GOAL OF THE EXERCISE: Format the lines below as a JSON list of strings, one string per line with blank lines left out, beginning at the line that contains "like x=344, y=223." and continuing through the line that contains "x=239, y=227". Include both of those lines and nothing outside that span.

== INPUT ROWS ==

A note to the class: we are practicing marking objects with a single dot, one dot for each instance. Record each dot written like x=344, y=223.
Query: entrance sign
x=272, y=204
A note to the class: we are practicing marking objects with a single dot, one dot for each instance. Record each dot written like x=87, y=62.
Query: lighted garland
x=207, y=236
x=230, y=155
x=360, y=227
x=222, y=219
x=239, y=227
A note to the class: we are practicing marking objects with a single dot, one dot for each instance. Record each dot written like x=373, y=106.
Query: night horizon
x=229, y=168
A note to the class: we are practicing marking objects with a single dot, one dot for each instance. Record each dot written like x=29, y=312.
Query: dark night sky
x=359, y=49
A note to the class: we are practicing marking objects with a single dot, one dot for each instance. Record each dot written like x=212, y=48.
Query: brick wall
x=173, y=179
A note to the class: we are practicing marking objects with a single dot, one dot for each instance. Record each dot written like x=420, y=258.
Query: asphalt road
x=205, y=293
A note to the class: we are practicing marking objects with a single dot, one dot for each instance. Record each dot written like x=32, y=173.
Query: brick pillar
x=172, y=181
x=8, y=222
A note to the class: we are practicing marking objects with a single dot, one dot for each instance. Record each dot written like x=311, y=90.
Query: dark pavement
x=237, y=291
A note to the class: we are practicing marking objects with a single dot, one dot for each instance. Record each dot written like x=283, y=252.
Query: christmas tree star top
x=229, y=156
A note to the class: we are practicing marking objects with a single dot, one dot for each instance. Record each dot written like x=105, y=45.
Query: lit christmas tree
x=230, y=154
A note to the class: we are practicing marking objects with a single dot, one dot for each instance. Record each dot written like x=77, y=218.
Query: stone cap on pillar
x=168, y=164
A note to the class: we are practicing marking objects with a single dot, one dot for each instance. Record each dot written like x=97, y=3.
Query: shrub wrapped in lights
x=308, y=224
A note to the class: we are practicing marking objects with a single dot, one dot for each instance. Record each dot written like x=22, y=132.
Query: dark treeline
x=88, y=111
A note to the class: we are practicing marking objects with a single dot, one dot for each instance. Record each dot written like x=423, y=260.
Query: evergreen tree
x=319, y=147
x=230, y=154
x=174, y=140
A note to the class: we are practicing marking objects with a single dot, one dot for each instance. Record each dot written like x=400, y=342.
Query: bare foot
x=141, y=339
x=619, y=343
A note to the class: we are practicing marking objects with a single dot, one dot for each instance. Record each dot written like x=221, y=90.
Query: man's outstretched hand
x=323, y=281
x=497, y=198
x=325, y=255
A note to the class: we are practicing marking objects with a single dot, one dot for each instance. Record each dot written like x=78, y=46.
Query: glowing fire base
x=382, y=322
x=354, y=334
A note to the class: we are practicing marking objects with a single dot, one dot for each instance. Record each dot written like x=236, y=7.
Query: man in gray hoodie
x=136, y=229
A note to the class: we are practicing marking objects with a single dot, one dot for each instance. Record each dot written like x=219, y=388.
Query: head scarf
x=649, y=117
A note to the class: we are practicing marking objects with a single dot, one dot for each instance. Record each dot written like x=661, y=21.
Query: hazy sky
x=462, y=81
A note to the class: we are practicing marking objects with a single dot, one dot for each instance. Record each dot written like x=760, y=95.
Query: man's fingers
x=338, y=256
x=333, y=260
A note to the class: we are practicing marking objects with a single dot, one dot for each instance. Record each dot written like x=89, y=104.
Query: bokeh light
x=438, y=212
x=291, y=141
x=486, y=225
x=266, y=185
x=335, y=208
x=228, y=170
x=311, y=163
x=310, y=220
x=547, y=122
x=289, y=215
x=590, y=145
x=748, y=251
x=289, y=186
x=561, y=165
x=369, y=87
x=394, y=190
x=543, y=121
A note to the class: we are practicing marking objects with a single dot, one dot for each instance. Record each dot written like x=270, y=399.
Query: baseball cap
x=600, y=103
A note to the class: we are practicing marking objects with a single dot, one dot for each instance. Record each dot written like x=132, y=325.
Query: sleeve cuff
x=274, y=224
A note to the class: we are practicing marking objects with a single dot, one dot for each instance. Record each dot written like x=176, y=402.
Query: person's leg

===
== INPUT ROWS ==

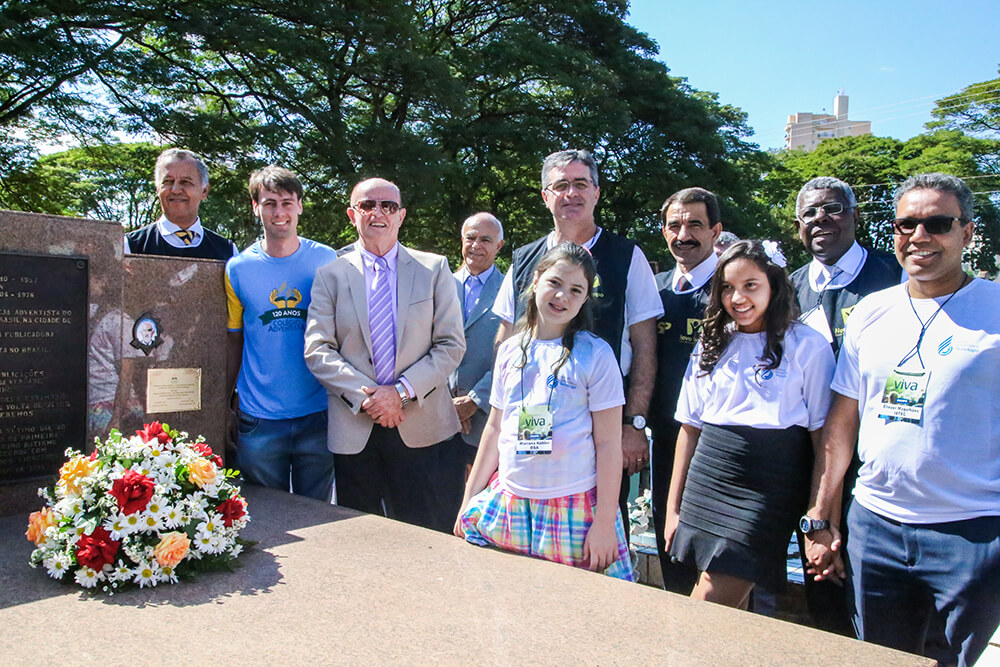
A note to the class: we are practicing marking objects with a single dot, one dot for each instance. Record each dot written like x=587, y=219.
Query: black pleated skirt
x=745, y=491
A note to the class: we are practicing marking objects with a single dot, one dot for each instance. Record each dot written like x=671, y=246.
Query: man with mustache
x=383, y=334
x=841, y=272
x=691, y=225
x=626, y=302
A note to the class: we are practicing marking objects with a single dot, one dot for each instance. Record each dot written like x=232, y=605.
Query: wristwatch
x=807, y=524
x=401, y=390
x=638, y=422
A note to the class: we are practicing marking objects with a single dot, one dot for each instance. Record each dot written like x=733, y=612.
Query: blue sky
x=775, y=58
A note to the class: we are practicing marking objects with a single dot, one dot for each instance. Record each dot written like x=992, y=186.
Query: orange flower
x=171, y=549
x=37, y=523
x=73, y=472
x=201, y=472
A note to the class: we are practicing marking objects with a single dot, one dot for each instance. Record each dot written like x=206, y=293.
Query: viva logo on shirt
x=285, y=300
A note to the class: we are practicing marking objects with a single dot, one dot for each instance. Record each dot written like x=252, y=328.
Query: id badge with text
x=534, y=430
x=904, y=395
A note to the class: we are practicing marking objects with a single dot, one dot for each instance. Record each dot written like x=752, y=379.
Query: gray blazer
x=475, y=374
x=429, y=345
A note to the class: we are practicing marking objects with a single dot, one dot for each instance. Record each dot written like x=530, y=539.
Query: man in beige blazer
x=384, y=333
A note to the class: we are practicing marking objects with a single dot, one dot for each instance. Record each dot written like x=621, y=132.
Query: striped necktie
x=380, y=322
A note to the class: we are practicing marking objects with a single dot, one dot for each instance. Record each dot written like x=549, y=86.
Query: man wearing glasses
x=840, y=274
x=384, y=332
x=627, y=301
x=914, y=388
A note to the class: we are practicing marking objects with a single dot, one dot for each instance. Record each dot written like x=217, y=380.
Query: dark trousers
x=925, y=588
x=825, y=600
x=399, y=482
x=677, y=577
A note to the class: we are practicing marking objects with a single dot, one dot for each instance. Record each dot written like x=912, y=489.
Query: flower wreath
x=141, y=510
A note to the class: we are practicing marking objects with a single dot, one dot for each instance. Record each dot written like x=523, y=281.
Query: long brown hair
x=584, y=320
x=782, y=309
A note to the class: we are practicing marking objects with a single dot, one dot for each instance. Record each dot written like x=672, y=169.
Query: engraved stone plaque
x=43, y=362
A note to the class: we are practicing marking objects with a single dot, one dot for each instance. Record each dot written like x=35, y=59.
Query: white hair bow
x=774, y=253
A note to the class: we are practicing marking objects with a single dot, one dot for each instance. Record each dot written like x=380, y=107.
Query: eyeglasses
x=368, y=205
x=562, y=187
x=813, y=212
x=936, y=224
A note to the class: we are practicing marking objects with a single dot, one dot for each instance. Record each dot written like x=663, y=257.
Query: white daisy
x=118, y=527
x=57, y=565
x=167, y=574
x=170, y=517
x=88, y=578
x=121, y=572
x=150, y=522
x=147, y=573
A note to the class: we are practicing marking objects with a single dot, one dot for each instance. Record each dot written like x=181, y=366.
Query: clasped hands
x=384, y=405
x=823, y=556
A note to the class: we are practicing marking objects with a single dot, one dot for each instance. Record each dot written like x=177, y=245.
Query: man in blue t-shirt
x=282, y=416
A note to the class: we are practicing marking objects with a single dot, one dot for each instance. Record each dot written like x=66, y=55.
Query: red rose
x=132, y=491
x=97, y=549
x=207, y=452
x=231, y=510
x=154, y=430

===

SOLUTION FOR THIS TASK:
[
  "A note to the class: we are practicing marking objects with a single dot, one dot for each instance. Record each dot written like x=344, y=223.",
  "Query: entrance sign",
  "x=272, y=204",
  "A note to the class: we are practicing marking objects with a single dot, one dot for each instance. Record each dot written like x=87, y=62.",
  "Query: lighted garland",
  "x=207, y=236",
  "x=230, y=155",
  "x=360, y=227",
  "x=222, y=219",
  "x=239, y=227"
]